→ **Fragmento seleccionado**
•••

De hecho, una de las teorías neurocientíficas con más peso señala que nuestro cerebro social, ese del que habla Wassmann, se formó hace unos 3,5 millones de años, cuando salimos de la selva y empezamos a necesitar una mente más compleja que nos permitiera justamente pensar en los demás, en nuestros congéneres. Ser empáticos para sobrevivir.

“Hay una hipótesis que usa una metáfora bíblica y afirma que debemos nuestro cerebro al hecho de que nos expulsaron del paraíso”, señala Òscar Vilarroya, impulsor de la Cátedra ‘El cerebro social’, de la UAB. En un momento determinado  nuestros antepasados se quedaron en la frontera entre la selva y la sabana y en esa situación era esencial la confianza en los demás miembros del grupo para poder avanzar, porque había innumerables peligros. “Era clave poder interpretar la conducta del otro y la empatía nos permitió desarrollar una herramienta de pensamiento social muy potente para entender qué pasa a tu alrededor y actuar en tu beneficio o el de los tuyos”, apunta.

•••

(Datos de localización de puntos)

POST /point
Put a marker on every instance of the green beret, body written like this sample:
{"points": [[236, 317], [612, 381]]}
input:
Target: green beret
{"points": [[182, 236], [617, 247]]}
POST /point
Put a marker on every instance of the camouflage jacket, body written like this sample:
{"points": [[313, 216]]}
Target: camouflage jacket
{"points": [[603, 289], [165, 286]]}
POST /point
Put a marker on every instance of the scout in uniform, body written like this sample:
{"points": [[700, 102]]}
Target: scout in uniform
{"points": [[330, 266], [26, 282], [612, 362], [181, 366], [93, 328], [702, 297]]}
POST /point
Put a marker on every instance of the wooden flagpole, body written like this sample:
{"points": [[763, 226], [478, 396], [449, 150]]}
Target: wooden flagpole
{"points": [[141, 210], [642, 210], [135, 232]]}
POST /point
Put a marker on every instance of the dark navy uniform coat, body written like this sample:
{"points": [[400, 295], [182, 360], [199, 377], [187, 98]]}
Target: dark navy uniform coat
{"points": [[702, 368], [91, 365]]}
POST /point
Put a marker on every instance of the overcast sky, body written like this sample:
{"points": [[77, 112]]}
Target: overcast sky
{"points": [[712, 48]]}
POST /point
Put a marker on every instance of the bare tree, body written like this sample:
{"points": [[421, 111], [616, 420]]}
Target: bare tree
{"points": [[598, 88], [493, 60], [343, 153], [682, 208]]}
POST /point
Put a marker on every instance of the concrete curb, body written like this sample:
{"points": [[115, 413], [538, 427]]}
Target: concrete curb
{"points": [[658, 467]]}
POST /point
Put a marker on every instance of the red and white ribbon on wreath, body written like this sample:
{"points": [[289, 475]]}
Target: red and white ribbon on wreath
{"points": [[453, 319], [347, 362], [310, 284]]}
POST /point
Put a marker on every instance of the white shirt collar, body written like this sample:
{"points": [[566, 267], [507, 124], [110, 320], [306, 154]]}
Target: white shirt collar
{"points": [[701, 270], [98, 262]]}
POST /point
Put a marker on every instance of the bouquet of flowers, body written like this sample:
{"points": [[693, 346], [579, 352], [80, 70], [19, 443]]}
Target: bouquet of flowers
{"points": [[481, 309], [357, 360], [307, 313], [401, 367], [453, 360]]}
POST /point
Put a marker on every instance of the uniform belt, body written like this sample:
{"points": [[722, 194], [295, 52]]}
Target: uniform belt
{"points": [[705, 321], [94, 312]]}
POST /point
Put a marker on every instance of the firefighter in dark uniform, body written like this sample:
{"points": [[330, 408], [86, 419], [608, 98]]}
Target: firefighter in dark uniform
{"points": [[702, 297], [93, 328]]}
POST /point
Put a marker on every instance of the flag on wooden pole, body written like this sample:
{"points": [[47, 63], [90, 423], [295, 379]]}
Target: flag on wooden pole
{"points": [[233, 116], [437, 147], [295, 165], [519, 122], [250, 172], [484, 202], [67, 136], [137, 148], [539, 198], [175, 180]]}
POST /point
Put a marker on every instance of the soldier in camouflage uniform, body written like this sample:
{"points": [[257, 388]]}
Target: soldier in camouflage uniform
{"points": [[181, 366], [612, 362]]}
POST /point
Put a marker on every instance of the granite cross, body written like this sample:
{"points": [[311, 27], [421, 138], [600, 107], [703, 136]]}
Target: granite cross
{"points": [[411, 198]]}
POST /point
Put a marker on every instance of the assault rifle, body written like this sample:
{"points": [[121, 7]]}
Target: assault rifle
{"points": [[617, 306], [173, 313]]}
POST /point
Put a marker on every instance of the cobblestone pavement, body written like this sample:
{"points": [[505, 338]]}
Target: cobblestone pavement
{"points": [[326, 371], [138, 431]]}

•••

→ **Aplica lo leído**
a) Enumera todos los nombres propios de personas e instituciones que aparecen en el fragmento sobre el cerebro social.
b) Reproduce textualmente el fragmento sobre el cerebro social, empezando por las palabras "De hecho, una" y terminando después de "empáticos para sobrevivir.".
c) Según el fragmento sobre el cerebro social, ¿hace cuánto tiempo se formó nuestro cerebro social?

→ **Resultados en orden**
a) Wassmann, Òscar Vilarroya, Cátedra 'El cerebro social', UAB

b)
De hecho, una de las teorías neurocientíficas con más peso señala que nuestro cerebro social, ese del que habla Wassmann, se formó hace unos 3,5 millones de años, cuando salimos de la selva y empezamos a necesitar una mente más compleja que nos permitiera justamente pensar en los demás, en nuestros congéneres. Ser empáticos para sobrevivir.

c) Hace unos 3,5 millones de años.